Given problem 1 »
Show each line of the records below that contains the string "jacket", treating uppercase and lowercase letters as distinct.

Excerpted text »
--- BEGIN ---

In Knoxville, Fox has officially patched into the Tennessee chapter, he and Albie both. They’re settling into new routines within the mother chapter, finding purpose, navigating their romantic relationships. Feeling restless.
The Devin Green blood runs strong in all of his brood. They’re clever, meticulous, and built for challenges. They thrive best when there’s a job to do; the more dangerous the better. But when a rash of chilling murders breaks out in Amarillo, the danger hits too close to home.
Book seven of the Dartmoor Series picks up where “Prodigal Son” and “Shaman” left off. The Lean Dogs have never been more powerful, but they’ve never squared off from an enemy quite like this. Filled with heat and heart, family and club drama, this seventh installment focuses on three romantic couples – Candy and Michelle, Fox and Eden, Albie and Axelle – as they face a new evil that stands to threaten not just the Texas chapter, but the entire club.
After devouring Prodigal Son, I went straight into Lone Star. Now a little warning— if you haven’t read the preceding books in the Dartmoor world you’ll be lost if you start here. At the very least, you should read Prodigal Son first but I’d still suggest reading them all in order. You’ll get so much more out of it.
Lone Star is a continuation of the two couples’ stories from Prodigal Son along with Candy and Chelle from Tastes Like Candy. All three couples are having some growing pains. For Fox and Eden, it’s more of a learning how to be an actual couple after years of being apart.
A sense of the sky-this big, clear, blue fathomless Texas sky-bearing down on her, weighting her, in a way the low clouds and smog of home never had. She felt heavy, cumbersome, in a way that had nothing to do with her pregnancy.
Candy and Chelle are still in love, living their lives, loving their son and awaiting their second but poor Chelle has been cursed with the Green offspring version of restlessness. And poor Candy is feeling a wee bit unsure of himself, suddenly. His wife is not sad per se, but not happy and when the club troubles hit, he feels broadsided. He’s left wondering if he’s gone soft. It’s not pretty.
“You’re sweet,” she said. “It’s awful.”
He chuckled. “I can’t disagree.”
For Albie and Axelle, it’s almost like they are back to square one. Which, if I think of it, they never really got off the starting post before she left. But now he’s followed her and without the adrenalin rush of lives being at stake, they aren’t sure what to do with each other, they just know they wanted to. It was endearingly sweet.
So for Albie and Axelle at least, and truthfully Fox and Eden too, who were growing bored in Knoxville, it’s good someone started leaving Candy messages in the form of people staked in his friend and family’s yards with their throats slit. Trust me, there is lots of heart-pounding, edge of your seat action to keep even the most thrill loving of couples happily terrified.

--- END ---

Given problem 2 »
Extract the portion of the book review above between "Lone Star is" and "with her pregnancy.", inclusive, without altering any wording.

[Point labeling data based on photos]
--- BEGIN ---

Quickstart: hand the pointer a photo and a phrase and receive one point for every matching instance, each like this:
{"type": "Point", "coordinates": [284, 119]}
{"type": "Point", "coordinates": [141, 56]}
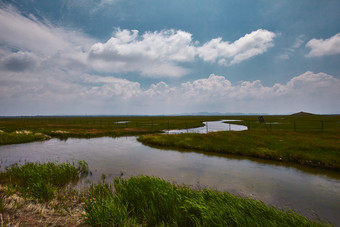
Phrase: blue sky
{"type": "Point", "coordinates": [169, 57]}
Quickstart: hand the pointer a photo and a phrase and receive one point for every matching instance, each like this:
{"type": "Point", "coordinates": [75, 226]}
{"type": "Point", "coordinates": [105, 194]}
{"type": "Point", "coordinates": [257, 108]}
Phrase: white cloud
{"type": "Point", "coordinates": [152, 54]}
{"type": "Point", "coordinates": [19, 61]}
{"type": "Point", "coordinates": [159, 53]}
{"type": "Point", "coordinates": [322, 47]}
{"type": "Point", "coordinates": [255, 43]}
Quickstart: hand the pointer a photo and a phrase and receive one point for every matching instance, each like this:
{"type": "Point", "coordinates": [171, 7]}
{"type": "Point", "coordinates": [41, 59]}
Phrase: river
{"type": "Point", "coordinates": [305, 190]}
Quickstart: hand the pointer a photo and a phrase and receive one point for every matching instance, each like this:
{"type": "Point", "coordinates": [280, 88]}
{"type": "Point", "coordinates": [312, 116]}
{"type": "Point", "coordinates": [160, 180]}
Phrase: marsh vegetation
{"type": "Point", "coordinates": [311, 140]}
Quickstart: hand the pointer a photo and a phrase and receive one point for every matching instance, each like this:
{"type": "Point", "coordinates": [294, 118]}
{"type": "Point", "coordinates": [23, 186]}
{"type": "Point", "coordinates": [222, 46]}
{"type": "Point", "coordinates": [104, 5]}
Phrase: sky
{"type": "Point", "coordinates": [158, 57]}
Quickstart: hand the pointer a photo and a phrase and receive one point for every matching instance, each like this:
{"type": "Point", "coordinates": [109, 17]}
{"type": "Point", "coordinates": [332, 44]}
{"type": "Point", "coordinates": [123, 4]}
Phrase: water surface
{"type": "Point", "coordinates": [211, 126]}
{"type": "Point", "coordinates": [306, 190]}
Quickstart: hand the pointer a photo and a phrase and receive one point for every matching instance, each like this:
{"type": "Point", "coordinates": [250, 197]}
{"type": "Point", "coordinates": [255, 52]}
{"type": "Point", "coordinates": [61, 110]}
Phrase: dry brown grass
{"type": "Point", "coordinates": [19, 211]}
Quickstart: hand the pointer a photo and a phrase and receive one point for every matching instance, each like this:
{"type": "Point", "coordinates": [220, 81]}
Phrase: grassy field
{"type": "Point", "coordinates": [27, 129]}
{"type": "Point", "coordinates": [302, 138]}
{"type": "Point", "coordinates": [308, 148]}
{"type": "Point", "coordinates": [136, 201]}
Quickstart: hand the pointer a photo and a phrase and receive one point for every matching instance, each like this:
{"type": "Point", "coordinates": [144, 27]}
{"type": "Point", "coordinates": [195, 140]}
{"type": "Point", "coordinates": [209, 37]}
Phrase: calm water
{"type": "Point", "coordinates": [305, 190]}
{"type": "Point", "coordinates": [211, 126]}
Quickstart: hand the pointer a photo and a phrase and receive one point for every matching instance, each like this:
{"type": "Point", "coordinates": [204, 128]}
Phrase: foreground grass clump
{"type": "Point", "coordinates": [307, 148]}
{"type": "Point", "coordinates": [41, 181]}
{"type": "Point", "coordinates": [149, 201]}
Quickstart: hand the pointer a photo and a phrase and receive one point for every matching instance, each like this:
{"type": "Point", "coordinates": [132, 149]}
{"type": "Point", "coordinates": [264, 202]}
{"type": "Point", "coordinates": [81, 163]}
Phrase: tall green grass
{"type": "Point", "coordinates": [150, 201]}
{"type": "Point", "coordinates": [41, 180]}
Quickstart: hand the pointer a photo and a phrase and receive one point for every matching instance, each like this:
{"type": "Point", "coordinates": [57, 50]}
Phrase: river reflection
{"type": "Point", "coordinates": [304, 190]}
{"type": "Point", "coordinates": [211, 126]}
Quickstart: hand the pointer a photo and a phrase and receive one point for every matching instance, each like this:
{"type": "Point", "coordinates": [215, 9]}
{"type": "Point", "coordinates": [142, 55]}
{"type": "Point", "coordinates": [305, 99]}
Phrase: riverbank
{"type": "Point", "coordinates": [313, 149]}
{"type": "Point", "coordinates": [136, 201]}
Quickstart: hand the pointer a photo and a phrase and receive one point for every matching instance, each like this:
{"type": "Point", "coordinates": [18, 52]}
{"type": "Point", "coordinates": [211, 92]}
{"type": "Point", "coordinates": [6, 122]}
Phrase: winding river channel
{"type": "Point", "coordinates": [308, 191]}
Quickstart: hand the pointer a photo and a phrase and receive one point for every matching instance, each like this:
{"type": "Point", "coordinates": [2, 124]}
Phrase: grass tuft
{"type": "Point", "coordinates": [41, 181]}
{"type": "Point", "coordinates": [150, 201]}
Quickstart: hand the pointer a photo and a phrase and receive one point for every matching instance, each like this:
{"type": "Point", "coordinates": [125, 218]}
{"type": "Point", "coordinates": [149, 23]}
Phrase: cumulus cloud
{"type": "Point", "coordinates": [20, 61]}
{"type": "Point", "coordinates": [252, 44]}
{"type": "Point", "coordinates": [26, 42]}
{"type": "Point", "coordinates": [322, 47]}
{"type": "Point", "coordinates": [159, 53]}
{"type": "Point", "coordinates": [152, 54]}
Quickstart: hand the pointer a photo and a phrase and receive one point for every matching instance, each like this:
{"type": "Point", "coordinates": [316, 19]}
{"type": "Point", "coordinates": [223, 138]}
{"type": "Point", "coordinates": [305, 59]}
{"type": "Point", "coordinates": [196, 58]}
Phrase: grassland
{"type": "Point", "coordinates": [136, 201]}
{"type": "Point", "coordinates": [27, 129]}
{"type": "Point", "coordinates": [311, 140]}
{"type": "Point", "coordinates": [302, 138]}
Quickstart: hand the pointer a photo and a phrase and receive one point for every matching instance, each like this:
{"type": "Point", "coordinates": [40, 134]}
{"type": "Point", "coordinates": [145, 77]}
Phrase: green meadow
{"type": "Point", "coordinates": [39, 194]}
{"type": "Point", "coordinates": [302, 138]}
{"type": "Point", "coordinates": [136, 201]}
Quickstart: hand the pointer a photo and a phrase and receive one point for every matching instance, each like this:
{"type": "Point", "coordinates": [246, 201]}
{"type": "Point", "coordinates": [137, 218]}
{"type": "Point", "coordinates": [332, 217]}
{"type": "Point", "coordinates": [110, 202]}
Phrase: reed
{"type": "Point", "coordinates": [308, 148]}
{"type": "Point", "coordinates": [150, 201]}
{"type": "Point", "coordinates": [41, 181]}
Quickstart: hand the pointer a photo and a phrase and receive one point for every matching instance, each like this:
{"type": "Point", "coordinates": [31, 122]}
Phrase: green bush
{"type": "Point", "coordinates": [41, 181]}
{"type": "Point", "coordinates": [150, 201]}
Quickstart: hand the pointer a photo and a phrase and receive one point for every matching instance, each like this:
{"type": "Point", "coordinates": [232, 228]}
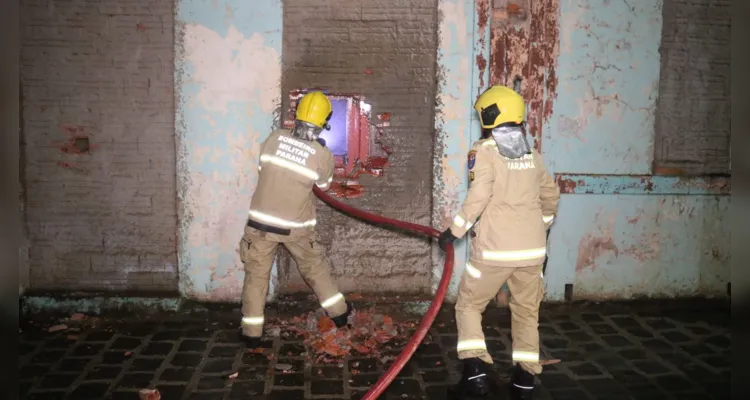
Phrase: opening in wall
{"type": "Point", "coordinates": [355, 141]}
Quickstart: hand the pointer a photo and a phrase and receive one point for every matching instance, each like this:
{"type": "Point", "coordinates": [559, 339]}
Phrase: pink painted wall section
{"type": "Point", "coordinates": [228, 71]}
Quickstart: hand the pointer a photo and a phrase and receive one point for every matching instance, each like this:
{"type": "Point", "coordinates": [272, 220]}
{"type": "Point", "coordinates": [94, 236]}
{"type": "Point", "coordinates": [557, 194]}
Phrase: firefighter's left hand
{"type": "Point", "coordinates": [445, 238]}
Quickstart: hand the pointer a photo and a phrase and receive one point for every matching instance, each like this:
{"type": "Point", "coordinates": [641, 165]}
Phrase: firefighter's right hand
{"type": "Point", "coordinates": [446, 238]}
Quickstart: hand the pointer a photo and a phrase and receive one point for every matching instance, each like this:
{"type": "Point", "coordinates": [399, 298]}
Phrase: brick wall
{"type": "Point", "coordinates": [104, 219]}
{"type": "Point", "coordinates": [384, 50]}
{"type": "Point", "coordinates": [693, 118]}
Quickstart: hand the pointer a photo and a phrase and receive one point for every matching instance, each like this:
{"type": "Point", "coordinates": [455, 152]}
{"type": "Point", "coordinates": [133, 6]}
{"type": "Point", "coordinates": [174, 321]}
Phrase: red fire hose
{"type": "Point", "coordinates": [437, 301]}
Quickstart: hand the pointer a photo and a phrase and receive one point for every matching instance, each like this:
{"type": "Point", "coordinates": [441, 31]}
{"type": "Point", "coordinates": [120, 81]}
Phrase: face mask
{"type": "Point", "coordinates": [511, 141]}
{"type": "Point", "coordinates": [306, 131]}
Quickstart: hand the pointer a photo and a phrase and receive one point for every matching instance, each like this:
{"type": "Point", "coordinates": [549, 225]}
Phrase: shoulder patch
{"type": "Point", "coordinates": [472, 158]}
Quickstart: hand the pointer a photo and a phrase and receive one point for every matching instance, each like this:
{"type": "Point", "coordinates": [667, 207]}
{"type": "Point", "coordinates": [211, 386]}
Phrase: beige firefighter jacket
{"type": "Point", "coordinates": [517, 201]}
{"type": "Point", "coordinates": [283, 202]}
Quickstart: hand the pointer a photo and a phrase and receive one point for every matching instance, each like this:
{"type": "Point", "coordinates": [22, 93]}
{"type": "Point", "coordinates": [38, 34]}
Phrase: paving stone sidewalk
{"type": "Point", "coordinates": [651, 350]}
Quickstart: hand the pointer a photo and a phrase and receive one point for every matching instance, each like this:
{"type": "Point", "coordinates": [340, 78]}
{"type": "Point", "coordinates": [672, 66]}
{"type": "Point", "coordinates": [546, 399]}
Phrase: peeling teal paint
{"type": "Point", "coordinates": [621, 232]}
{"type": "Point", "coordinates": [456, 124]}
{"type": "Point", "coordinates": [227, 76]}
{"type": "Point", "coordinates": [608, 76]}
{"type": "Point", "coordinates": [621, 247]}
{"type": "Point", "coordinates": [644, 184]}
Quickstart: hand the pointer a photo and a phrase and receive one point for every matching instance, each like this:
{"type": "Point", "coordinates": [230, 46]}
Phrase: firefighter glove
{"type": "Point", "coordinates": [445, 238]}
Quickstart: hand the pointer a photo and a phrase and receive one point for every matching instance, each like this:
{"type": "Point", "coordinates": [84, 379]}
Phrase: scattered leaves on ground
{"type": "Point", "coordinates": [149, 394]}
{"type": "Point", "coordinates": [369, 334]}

--- END ---
--- BEGIN ---

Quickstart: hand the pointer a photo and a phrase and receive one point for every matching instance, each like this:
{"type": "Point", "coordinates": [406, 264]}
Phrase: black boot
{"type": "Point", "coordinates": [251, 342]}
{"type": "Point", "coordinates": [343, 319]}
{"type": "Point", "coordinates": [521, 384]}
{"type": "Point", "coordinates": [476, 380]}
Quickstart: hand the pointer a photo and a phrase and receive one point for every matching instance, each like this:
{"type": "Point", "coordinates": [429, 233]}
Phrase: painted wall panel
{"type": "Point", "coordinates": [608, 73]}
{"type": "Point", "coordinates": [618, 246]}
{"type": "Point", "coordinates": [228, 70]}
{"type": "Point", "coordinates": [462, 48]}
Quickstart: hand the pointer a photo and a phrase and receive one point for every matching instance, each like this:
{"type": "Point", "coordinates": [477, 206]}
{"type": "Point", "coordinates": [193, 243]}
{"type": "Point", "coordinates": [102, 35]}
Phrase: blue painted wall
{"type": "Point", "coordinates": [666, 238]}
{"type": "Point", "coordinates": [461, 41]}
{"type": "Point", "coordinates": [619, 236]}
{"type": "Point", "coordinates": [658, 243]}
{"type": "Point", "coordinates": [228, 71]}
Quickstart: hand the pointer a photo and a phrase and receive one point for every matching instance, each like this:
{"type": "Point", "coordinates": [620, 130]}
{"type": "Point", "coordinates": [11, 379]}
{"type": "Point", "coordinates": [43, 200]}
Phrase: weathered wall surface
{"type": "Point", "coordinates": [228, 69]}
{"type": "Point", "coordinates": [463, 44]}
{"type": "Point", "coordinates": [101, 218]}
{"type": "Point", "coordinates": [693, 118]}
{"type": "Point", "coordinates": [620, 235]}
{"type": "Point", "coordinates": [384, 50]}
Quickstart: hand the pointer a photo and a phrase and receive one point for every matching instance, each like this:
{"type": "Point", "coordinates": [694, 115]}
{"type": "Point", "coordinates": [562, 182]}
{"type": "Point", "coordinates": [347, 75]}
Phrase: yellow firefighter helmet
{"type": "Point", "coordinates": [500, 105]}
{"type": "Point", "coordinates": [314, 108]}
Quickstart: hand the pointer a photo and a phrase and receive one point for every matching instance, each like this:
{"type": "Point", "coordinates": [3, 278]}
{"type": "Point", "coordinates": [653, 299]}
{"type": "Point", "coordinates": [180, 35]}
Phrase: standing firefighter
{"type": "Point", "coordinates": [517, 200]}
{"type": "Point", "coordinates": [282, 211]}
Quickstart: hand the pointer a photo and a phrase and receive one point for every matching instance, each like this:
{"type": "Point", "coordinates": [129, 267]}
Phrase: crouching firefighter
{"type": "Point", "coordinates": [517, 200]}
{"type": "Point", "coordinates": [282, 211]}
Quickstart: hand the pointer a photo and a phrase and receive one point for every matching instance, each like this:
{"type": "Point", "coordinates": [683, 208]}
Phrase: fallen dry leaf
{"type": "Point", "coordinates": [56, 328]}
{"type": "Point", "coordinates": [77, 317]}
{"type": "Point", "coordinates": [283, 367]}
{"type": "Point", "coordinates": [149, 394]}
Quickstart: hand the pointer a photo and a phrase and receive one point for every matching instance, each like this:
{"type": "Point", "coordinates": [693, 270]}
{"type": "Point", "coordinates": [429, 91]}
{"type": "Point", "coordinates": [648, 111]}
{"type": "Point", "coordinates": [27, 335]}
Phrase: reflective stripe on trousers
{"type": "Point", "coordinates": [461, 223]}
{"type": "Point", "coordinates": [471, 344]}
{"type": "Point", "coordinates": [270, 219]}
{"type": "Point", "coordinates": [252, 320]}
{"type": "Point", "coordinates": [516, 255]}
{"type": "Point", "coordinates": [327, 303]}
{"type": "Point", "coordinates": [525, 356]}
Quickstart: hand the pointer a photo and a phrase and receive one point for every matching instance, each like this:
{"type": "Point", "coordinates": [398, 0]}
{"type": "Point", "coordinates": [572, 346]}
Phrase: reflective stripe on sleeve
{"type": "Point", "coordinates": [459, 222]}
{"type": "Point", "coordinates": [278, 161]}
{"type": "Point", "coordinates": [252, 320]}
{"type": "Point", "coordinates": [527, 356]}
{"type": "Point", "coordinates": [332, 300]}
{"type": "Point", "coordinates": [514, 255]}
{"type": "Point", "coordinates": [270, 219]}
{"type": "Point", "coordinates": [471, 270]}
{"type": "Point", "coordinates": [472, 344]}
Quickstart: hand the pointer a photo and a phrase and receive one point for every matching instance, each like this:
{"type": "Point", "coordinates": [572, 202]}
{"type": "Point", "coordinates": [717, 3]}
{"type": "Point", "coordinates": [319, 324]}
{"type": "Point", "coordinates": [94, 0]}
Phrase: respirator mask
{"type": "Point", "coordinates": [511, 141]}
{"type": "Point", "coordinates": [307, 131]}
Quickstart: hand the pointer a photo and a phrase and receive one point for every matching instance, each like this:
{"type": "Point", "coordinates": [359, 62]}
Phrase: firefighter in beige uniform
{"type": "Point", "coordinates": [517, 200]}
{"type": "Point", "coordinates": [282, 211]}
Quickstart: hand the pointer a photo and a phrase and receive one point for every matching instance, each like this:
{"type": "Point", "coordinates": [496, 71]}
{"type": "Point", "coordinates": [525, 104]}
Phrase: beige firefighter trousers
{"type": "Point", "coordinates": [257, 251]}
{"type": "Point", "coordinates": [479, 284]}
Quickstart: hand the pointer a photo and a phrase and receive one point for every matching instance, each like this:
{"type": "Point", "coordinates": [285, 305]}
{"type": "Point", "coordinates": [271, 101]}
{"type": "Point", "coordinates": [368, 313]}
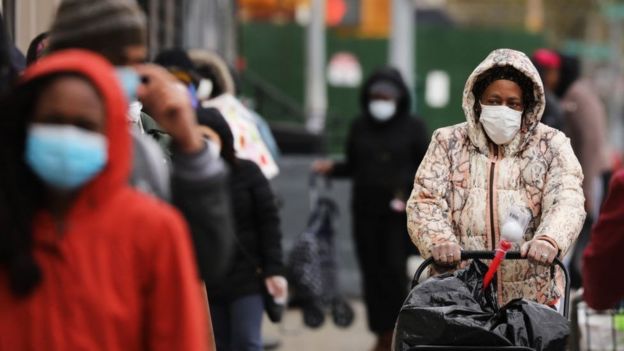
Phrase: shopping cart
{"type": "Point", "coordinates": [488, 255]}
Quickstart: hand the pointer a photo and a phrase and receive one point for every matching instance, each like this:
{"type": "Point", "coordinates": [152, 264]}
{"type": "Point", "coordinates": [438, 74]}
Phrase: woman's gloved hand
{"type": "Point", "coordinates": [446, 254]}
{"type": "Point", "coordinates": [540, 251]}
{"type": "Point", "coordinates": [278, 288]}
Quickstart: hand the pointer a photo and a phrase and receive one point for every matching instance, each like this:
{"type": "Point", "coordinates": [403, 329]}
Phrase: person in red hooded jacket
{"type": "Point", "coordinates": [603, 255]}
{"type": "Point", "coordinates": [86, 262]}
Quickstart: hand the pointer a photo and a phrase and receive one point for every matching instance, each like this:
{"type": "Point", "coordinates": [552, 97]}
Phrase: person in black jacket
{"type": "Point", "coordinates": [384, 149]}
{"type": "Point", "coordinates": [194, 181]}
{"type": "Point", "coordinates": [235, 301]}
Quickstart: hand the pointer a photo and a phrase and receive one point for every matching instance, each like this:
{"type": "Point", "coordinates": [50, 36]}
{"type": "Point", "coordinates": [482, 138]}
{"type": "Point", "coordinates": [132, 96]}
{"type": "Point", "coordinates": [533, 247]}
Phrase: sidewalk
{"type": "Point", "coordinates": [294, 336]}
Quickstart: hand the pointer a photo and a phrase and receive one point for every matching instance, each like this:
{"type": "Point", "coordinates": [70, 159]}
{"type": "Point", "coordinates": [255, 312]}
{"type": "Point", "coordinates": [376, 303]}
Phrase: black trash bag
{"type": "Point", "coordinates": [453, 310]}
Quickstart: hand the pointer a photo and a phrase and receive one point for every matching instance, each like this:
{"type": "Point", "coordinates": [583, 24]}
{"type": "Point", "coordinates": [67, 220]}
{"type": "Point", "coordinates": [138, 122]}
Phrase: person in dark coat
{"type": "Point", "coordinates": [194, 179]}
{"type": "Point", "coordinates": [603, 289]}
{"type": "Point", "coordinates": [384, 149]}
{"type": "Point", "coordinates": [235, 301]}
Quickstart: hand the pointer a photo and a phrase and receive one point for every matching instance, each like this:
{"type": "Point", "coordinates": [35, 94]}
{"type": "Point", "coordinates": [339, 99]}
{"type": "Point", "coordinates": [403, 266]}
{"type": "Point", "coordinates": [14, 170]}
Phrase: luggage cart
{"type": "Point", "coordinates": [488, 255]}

--- END ---

Result 1 »
Phrase: beige firefighter jacket
Phrase: person in red hooded jacket
Phrase: person in black jacket

Result 2 »
Lone Star is a continuation of the two couples’ stories from Prodigal Son along with Candy and Chelle from Tastes Like Candy. All three couples are having some growing pains. For Fox and Eden, it’s more of a learning how to be an actual couple after years of being apart.
A sense of the sky-this big, clear, blue fathomless Texas sky-bearing down on her, weighting her, in a way the low clouds and smog of home never had. She felt heavy, cumbersome, in a way that had nothing to do with her pregnancy.